### Your task
Every record that follows must be set down word for word.

### Available data

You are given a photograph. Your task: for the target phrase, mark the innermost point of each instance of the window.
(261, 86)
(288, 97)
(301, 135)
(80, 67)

### Response below
You are given a photograph. Your task: for the target phrase, mark the innermost point of each instance of the window.
(261, 86)
(288, 97)
(301, 135)
(80, 67)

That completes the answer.